---------- SOURCE DOCUMENT ----------

LLMs for cancer treatment advice

Can ChatGPT provide guideline-concordant cancer treatment recommendations?

September 1, 2023

Written byBittermanLab



Article Link


The growing interest in generative AI models has led AIM researchers to evaluate the capabilities and limitations of large language models like ChatGPT in the realm of medical advice, particularly concerning cancer treatment recommendations. These early evaluations are critical to guiding future work in realizing the potential of clinical AI.


Taking the perspective of patients seeking self-education, this study probed how well ChatGPT's advice aligns with established clinical guidelines, such as those provided by the National Comprehensive Cancer Network (NCCN).


To assess the model's outputs, three oncologists scored the generated recommendations, with a fourth serving as an adjudicator.

---------- EXTRACTED DATA ----------

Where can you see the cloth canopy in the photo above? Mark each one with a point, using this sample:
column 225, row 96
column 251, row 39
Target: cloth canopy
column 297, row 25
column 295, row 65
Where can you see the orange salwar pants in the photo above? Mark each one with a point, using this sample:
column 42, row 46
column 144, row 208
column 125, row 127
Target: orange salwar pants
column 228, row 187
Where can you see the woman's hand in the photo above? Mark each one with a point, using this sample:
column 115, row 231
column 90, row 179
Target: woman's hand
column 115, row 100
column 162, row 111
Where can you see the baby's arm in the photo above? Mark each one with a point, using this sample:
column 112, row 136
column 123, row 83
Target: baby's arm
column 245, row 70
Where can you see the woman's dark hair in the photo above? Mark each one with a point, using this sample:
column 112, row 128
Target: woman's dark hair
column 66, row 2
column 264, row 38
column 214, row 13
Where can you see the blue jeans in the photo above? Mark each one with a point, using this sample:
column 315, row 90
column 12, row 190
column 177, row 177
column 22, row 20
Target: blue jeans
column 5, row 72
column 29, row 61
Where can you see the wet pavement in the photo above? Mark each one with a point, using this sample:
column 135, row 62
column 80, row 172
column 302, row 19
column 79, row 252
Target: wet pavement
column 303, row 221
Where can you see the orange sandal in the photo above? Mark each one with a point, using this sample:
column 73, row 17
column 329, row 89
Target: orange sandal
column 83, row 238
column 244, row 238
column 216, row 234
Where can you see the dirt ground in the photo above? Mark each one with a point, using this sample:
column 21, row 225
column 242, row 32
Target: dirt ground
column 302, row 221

----------
---------- EXTRACTED DATA ----------

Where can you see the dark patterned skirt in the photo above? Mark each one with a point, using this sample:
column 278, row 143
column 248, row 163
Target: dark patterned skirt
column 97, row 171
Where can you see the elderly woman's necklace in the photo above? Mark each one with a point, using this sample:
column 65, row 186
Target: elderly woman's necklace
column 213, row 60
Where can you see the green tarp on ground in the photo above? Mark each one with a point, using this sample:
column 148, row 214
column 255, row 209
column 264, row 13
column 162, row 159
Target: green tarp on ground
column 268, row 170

----------

# [EXERCISE A]
According to the article on ChatGPT and cancer treatment advice, which organization's guidelines are named as an example of established clinical guidelines?
# [EXERCISE B]
Write out the passage of the article on ChatGPT and cancer treatment advice that opens with the words containing "Written byBittermanLab" and closes with "as an adjudicator.".
# [EXERCISE C]
Extend the article on ChatGPT and cancer treatment advice, picking up after its final sentence.
The material has no connection to the article on ChatGPT and cancer treatment advice.

# [EXPECTED OUTPUT A]
The National Comprehensive Cancer Network (NCCN).

# [EXPECTED OUTPUT B]
Written byBittermanLab



Article Link


The growing interest in generative AI models has led AIM researchers to evaluate the capabilities and limitations of large language models like ChatGPT in the realm of medical advice, particularly concerning cancer treatment recommendations. These early evaluations are critical to guiding future work in realizing the potential of clinical AI.


Taking the perspective of patients seeking self-education, this study probed how well ChatGPT's advice aligns with established clinical guidelines, such as those provided by the National Comprehensive Cancer Network (NCCN).


To assess the model's outputs, three oncologists scored the generated recommendations, with a fourth serving as an adjudicator.

# [EXPECTED OUTPUT C]
While ChatGPT provided at least one guideline-concordant recommendation for most prompts, approximately one-third of the time it also gave recommendations that were partially or completely inaccurate or non-concordant.


In addition, they observed that slight variations in the way the chatbot was prompted led to important differences in the responses generated—an important safety issue in high-risk domains like healthcare. More research is needed before conversational AI platforms can be considered reliable for sensitive medical topics, given their current lack of specialized training in these areas.


Our study was featured in multiple news outlets, including Bloomberg, the NCI Cancer Currents Blog, and the Harvard Gazette.